BEGIN Input material
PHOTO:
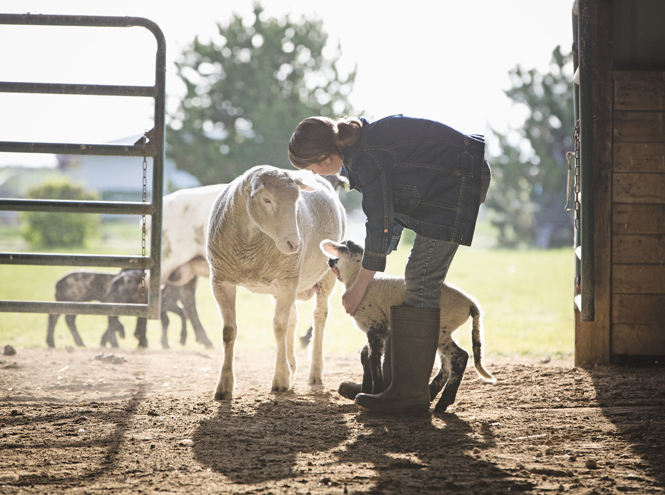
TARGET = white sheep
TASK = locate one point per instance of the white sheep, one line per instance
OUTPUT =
(373, 315)
(264, 235)
(184, 225)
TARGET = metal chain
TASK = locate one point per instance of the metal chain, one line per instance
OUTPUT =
(576, 137)
(574, 179)
(143, 200)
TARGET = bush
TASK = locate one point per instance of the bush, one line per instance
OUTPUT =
(43, 229)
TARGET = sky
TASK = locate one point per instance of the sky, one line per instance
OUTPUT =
(444, 60)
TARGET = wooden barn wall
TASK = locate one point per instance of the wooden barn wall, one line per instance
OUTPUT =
(638, 215)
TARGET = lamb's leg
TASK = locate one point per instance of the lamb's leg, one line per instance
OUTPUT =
(349, 390)
(376, 339)
(441, 377)
(282, 379)
(188, 298)
(71, 323)
(52, 320)
(317, 364)
(164, 317)
(458, 358)
(225, 295)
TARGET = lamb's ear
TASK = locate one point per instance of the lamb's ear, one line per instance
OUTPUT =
(257, 185)
(331, 249)
(304, 187)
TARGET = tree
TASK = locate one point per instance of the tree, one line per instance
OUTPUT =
(247, 90)
(528, 191)
(43, 229)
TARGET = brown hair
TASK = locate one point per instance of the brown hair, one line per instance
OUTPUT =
(316, 138)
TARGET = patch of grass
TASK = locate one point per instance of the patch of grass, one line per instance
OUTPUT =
(527, 297)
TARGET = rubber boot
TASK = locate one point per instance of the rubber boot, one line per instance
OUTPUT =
(415, 338)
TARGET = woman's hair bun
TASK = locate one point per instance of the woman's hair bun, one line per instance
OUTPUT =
(347, 133)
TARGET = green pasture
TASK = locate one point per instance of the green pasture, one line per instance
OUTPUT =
(527, 296)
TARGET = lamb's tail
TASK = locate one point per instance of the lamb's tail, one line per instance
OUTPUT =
(477, 341)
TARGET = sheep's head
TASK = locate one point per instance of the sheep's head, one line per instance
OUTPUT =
(272, 205)
(344, 259)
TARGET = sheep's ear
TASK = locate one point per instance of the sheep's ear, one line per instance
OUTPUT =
(330, 248)
(304, 187)
(257, 185)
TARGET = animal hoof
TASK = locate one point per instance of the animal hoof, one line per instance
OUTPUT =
(315, 380)
(349, 390)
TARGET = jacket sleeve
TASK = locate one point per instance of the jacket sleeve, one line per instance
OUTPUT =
(377, 203)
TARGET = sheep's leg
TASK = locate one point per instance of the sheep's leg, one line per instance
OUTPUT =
(140, 331)
(316, 365)
(113, 327)
(225, 295)
(183, 328)
(165, 327)
(458, 358)
(290, 340)
(282, 379)
(50, 331)
(188, 298)
(71, 323)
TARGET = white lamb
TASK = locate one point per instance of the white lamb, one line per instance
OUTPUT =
(373, 315)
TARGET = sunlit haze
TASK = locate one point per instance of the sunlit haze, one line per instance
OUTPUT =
(442, 60)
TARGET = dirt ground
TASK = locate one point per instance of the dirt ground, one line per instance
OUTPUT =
(144, 422)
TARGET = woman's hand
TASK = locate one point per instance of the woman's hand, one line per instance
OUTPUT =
(355, 294)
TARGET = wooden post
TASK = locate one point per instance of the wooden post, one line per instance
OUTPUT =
(592, 338)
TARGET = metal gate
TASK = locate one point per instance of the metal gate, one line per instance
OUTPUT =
(154, 147)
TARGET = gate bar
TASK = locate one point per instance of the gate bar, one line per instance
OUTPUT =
(155, 149)
(136, 262)
(75, 149)
(66, 206)
(77, 89)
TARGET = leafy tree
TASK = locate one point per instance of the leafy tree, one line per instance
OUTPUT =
(247, 90)
(528, 191)
(42, 229)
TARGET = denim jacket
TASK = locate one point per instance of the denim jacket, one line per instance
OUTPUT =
(419, 174)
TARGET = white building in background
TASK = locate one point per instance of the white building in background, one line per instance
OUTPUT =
(115, 178)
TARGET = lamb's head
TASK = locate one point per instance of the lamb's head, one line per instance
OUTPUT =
(272, 206)
(345, 259)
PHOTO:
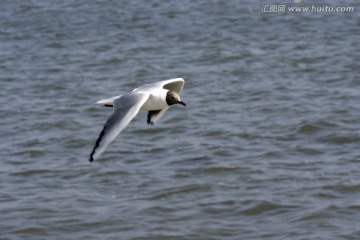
END Input material
◆ The request ◆
Reproduce the listing starting at the line containing "TARGET = sunlit haze" and ending at the end of the listing, substituting "blue jacket" for every occurrence of "denim jacket" and leaving everything else unchanged. Omit the pictures from your answer.

◆ Result of this task ◆
TARGET = sunlit haze
TASK = locate one point per instance of the sunlit haze, one line per instance
OUTPUT =
(442, 60)
TARGET = dirt ground
TASK = locate one point per instance of the dirt ground, one line per instance
OUTPUT =
(144, 422)
TARGET = woman's hand
TASK = locate one point per instance of the woman's hand, one line per instance
OUTPUT =
(355, 294)
TARGET = wooden post
TASK = locate one point per instance of the wooden post, one line per instance
OUTPUT =
(592, 338)
TARGET = metal gate
TASK = locate one point per instance of the metal gate, one line per instance
OUTPUT =
(154, 147)
TARGET = gate bar
TASK = locate one point per instance of the gate bar, one line per instance
OUTPUT =
(155, 149)
(136, 262)
(75, 149)
(66, 206)
(77, 89)
TARGET = leafy tree
TASK = locate one point per instance of the leafy tree, one line per instance
OUTPUT =
(247, 90)
(528, 191)
(42, 229)
TARGET = blue jacket
TASK = locate one point per instance of the blue jacket, one line per instance
OUTPUT =
(419, 174)
TARGET = white building in background
TASK = locate one point per instance of the white building in background, one line per instance
OUTPUT =
(115, 178)
TARGET = lamb's head
TASK = locate one point per instance of the lamb's head, one line per instance
OUTPUT =
(272, 206)
(345, 259)
PHOTO:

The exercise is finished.